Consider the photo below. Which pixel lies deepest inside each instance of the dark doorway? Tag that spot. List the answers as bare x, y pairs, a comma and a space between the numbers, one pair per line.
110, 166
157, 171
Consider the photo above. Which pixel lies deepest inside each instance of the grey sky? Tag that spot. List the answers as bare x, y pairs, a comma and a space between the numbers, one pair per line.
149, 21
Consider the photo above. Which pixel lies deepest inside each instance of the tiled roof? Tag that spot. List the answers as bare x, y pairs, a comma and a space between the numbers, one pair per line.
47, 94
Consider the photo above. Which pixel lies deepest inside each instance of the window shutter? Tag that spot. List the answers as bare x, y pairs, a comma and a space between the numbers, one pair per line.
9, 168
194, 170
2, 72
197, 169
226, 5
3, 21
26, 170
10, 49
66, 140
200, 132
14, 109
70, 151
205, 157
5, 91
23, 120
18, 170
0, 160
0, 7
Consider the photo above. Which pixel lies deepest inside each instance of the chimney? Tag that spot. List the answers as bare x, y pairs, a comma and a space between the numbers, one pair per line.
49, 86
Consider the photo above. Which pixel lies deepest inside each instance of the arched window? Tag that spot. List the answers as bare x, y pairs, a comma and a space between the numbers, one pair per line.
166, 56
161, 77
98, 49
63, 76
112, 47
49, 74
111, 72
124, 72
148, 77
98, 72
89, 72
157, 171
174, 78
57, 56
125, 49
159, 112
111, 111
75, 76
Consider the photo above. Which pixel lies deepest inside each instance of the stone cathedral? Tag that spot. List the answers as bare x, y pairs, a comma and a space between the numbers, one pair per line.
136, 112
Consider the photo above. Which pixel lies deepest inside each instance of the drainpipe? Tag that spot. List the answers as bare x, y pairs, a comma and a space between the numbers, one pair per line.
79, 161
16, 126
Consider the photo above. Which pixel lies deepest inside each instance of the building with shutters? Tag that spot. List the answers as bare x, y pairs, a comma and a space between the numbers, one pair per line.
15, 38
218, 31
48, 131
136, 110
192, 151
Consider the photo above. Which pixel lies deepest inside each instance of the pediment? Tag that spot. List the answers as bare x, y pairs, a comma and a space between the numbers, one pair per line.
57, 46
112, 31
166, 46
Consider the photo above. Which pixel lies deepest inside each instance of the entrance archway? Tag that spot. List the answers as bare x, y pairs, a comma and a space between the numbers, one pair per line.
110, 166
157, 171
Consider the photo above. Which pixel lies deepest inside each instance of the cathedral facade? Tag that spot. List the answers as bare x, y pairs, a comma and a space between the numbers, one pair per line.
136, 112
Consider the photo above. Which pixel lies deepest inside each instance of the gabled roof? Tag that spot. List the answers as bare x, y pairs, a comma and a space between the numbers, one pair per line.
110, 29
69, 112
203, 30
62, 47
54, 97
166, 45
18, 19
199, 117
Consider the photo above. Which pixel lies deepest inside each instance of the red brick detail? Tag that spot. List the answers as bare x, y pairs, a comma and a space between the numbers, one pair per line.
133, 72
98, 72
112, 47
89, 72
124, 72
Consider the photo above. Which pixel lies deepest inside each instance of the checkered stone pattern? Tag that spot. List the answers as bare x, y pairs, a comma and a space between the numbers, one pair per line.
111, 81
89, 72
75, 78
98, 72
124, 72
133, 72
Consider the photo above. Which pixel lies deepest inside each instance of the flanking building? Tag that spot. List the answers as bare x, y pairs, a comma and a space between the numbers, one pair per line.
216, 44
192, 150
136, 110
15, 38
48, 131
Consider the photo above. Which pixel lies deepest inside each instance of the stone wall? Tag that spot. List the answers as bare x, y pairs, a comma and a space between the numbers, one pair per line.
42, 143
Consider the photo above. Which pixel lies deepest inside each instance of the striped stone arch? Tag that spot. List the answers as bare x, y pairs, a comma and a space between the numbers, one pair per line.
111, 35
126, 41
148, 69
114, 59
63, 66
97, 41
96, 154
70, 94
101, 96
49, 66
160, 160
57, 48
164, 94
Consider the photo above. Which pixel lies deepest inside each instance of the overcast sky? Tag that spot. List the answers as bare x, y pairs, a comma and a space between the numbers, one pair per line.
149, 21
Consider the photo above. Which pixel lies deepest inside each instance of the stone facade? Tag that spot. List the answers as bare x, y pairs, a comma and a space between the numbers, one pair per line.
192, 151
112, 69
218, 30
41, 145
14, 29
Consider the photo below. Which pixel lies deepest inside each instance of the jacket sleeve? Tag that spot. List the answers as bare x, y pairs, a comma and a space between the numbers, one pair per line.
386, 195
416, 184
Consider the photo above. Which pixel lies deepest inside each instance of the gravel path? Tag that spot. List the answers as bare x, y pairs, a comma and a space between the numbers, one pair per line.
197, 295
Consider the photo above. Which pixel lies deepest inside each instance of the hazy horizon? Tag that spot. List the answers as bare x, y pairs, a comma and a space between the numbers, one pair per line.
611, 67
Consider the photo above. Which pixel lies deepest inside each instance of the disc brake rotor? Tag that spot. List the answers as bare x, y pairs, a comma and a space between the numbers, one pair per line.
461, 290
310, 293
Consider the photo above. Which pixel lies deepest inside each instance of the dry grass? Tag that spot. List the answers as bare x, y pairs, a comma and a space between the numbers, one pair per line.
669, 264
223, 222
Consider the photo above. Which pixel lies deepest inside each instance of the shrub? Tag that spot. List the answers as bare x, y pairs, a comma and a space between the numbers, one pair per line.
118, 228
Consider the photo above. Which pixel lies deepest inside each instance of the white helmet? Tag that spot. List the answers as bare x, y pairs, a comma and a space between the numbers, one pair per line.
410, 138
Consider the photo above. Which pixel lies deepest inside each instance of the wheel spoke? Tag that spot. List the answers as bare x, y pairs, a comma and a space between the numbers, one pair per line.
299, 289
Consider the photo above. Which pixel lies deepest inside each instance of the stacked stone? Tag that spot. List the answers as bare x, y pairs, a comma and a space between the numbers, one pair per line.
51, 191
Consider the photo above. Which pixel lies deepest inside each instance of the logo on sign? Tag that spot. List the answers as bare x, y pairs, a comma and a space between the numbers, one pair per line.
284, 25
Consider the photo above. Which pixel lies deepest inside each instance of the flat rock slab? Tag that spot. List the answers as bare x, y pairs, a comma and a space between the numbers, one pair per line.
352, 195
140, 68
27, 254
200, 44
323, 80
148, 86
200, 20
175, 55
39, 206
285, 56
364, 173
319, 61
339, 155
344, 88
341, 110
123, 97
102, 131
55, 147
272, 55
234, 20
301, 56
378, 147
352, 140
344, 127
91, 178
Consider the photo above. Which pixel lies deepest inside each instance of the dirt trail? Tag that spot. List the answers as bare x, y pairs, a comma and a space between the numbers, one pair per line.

○ ○ ○ ○ ○ ○ ○

* To do
All lines from the one with "of the shrub?" through the final line above are to be quoted exactly; quote no other line.

* Solution for this exercise
Consider the photo above. Which pixel lies deepest inside each instance of the shrub? Tag that spot. List the answers as bare x, y pairs, a comma and a space between the numbers, one pair per line.
118, 228
Consider the photo above. Which pixel lies deepest inside each instance of the white helmet? Tag that spot. List the answers as bare x, y pairs, a comma and a space between the numbers, one pair per line.
410, 138
Consider the photo above. Which pixel lies deepest inside each instance of the wheel spoke? Tag that spot. List the answers as bare x, y pairs, a comma and a space between the numbers, one pair per line.
299, 289
Consider the photo above. Which pixel lies deepest inside each instance of the stacked stone? Tag that spot. List the answers as bare x, y pairs, a comma and a space between the numbers, one pair per line.
51, 191
Consider the photo above. Which pixel lies deepest inside each instance of the logo on sign? Tag that spot. List the answers as bare x, y pairs, a comma and a space between the numbers, one pair per line.
284, 25
Consider the photo above. Which pixel lies deepest inside each instance of the flat rock slab? Tag that spot. List the answers as bare x, y pairs, a comma and a space between the numbers, one pair per line.
352, 195
140, 68
27, 254
200, 44
323, 80
148, 86
200, 20
175, 55
39, 206
285, 56
364, 173
319, 61
339, 155
344, 88
341, 110
123, 97
102, 131
55, 147
272, 55
234, 20
301, 56
378, 147
352, 140
344, 127
91, 178
Consider the photo above. Which pixel lies deepest inside each instance of the dirt trail? Tag that spot. List the answers as bare x, y pairs, a comma and a space between the numbers, one pair per line.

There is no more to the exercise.